##### Extracted material #####
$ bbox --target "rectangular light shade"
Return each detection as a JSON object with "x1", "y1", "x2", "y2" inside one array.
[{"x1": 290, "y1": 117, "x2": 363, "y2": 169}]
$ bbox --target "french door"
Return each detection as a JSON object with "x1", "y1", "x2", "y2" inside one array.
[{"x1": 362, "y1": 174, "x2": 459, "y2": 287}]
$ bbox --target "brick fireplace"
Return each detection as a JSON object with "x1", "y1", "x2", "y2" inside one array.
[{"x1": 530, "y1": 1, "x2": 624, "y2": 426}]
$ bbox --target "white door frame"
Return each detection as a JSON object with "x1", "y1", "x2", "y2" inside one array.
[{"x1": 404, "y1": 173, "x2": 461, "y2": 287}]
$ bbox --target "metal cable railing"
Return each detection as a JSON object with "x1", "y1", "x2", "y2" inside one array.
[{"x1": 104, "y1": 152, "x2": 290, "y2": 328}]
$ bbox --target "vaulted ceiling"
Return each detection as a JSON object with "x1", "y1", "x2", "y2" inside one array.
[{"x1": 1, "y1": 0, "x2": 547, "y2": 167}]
#####
**Task statement**. Exactly as given, restate all the lines above.

**Reply**.
$ bbox --target "rectangular light shade"
Return each detection as a JSON object with "x1", "y1", "x2", "y2" inside one array.
[{"x1": 290, "y1": 117, "x2": 363, "y2": 169}]
$ bbox --target "french door"
Return each detection as a JSON object with "x1", "y1", "x2", "y2" inside one array.
[{"x1": 362, "y1": 174, "x2": 459, "y2": 287}]
$ bbox --target "brick fireplace"
Return each detection as a JSON object with "x1", "y1", "x2", "y2" inside one array.
[{"x1": 530, "y1": 1, "x2": 624, "y2": 426}]
$ bbox --target "white door frame"
Return each detection as a JSON object with "x1", "y1", "x2", "y2" inside one array.
[{"x1": 404, "y1": 173, "x2": 461, "y2": 287}]
$ bbox --target "metal cable railing"
Return each detection as a JSON object with "x1", "y1", "x2", "y2" inside one array.
[{"x1": 104, "y1": 152, "x2": 290, "y2": 328}]
$ bbox --target "vaulted ceiling"
Return each detection as a JSON object with "x1", "y1", "x2", "y2" inside one array.
[{"x1": 1, "y1": 0, "x2": 547, "y2": 167}]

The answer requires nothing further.